:: YOUR GOAL ::
Copy each line of the following data that contains "flower".

===== RECORD SET

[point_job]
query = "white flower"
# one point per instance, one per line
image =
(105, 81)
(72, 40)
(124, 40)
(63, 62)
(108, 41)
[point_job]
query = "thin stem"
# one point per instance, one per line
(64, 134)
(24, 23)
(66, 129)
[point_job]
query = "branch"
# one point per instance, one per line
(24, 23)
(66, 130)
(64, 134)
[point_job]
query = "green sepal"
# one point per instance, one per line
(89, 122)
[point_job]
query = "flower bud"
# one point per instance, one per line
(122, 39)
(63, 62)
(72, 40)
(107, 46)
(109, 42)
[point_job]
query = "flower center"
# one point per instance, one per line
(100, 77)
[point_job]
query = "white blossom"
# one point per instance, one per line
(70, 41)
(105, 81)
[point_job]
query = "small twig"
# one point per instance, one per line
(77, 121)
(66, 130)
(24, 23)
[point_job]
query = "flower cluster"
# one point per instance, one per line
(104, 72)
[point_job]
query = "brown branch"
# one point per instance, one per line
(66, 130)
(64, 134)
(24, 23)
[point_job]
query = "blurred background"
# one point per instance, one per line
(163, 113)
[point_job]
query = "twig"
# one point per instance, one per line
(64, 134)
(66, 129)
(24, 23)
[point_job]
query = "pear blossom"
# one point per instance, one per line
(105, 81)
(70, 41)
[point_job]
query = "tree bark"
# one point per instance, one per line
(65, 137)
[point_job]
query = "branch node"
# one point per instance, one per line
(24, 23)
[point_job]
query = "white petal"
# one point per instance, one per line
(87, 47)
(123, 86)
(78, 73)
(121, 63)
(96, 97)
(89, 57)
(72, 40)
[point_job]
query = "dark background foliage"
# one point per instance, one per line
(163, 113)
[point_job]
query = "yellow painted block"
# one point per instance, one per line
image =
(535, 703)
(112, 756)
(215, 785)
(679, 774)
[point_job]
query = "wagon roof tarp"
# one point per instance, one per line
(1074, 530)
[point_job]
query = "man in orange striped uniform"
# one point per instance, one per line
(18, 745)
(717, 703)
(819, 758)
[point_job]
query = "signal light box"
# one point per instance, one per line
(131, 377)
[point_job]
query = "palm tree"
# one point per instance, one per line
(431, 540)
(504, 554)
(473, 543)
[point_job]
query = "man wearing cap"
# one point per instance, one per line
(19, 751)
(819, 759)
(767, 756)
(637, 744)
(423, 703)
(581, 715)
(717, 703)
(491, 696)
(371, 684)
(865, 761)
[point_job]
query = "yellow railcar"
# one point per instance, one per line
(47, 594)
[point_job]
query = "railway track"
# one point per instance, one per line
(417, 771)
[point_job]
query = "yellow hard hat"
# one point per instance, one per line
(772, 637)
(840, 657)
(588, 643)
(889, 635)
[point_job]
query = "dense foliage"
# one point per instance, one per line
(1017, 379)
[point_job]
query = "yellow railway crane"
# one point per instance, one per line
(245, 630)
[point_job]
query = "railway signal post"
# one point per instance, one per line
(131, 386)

==========

:: FINAL ANSWER ::
query = "white flower"
query = "flower bud"
query = "flower center"
query = "flower cluster"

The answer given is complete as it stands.